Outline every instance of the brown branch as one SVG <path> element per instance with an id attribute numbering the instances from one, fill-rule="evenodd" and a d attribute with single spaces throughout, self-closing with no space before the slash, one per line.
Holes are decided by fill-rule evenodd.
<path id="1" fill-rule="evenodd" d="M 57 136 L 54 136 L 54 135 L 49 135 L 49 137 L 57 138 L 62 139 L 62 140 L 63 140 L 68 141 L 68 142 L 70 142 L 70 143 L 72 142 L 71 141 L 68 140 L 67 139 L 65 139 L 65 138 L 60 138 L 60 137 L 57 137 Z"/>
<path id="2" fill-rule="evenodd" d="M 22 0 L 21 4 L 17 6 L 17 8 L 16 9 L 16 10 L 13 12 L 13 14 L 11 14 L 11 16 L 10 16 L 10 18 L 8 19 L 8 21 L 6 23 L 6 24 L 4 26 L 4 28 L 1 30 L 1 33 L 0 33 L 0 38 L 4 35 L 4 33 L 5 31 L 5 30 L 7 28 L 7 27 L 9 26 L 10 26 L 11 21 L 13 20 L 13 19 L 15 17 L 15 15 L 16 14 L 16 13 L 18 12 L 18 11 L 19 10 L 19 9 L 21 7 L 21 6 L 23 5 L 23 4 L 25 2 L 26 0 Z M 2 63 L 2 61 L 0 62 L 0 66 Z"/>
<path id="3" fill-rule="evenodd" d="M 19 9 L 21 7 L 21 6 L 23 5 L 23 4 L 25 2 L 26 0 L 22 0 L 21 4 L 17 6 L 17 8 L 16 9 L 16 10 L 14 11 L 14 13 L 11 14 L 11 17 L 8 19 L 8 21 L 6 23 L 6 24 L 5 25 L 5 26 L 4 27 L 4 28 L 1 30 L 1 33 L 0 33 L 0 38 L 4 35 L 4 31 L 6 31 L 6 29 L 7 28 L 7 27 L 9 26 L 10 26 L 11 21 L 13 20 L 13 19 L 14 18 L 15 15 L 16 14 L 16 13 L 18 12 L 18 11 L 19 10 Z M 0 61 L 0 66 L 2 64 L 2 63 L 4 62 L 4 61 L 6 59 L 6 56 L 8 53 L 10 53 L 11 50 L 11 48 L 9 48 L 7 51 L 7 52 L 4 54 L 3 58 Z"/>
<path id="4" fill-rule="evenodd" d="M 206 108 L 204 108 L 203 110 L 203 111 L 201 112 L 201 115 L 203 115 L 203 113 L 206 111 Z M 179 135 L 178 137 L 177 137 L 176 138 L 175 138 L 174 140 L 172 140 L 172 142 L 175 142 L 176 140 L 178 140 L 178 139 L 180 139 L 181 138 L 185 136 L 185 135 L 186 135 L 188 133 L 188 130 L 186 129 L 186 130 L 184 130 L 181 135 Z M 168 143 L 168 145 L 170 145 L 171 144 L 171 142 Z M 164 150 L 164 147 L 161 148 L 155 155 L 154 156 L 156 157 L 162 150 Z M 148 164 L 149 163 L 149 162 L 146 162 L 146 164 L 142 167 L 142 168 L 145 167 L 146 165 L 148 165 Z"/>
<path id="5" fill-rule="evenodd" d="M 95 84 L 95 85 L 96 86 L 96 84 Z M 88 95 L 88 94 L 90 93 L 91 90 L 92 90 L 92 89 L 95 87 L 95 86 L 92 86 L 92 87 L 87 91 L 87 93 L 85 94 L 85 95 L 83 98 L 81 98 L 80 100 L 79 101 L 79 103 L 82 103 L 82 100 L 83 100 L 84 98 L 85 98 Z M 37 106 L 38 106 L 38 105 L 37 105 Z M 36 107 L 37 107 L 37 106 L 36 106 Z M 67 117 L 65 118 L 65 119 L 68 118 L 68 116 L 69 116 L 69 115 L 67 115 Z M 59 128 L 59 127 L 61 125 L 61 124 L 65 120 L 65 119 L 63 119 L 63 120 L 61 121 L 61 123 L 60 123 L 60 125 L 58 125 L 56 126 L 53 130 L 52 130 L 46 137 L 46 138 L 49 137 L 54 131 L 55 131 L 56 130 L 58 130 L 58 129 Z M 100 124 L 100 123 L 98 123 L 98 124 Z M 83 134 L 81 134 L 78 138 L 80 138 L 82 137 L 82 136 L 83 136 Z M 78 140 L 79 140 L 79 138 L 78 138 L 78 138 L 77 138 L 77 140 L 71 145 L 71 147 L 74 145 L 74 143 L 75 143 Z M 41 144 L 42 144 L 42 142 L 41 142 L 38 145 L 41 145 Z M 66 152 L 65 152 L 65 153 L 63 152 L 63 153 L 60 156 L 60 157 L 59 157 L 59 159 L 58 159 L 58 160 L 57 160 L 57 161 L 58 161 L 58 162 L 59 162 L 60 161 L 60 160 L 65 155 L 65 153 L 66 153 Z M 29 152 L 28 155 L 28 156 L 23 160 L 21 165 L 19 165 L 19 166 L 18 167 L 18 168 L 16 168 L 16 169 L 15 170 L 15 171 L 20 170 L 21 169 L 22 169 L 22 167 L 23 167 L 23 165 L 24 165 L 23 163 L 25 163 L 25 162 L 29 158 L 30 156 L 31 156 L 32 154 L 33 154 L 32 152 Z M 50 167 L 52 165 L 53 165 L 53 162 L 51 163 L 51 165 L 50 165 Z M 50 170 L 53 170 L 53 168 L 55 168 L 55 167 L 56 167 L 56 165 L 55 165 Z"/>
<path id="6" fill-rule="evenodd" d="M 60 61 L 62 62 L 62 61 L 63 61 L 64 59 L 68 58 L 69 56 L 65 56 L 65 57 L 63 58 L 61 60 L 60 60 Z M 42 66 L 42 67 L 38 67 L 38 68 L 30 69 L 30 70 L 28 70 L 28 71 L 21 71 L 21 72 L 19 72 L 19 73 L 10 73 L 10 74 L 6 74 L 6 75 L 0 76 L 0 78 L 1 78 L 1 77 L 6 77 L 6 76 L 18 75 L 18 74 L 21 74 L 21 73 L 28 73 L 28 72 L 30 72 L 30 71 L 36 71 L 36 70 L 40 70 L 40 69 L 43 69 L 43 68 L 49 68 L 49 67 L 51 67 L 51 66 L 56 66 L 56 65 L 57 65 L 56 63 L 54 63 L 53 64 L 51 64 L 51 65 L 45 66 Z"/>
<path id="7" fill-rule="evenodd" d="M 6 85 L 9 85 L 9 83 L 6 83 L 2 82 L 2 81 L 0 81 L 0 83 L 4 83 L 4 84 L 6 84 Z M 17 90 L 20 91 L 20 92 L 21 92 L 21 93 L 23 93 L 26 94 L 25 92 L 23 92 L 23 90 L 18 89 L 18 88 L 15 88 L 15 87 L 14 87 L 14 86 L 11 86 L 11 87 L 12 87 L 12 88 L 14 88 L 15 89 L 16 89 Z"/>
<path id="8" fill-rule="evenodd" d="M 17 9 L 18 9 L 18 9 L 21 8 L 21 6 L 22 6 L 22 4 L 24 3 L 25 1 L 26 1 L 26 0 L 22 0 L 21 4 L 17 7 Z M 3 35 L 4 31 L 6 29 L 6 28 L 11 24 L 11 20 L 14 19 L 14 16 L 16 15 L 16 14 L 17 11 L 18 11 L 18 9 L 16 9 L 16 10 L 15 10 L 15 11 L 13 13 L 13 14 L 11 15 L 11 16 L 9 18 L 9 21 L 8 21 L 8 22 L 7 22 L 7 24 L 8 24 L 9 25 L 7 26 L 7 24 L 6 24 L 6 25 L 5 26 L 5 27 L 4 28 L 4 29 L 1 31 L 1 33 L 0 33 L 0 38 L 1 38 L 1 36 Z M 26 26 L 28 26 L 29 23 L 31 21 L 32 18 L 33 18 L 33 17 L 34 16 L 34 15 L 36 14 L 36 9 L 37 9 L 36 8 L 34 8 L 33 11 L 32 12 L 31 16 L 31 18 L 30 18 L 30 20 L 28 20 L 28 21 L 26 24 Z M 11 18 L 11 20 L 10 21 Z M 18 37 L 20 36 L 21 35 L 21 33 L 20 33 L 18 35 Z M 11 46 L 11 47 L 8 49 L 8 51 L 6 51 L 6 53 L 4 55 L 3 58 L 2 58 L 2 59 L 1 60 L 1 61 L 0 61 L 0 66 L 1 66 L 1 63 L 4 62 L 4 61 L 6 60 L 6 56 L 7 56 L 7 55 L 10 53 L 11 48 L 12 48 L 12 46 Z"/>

*Goal*. Reproduce the listing above word for word, from its first line through the line that contains "Holes are decided by fill-rule evenodd.", with both ends included.

*Final result*.
Outline every instance of the brown branch as one SVG <path> element per instance with an id attribute numbering the instances from one, fill-rule="evenodd" and a d attribute with single spaces throughout, self-closing with no space before the slash, one per line.
Holes are decided by fill-rule evenodd.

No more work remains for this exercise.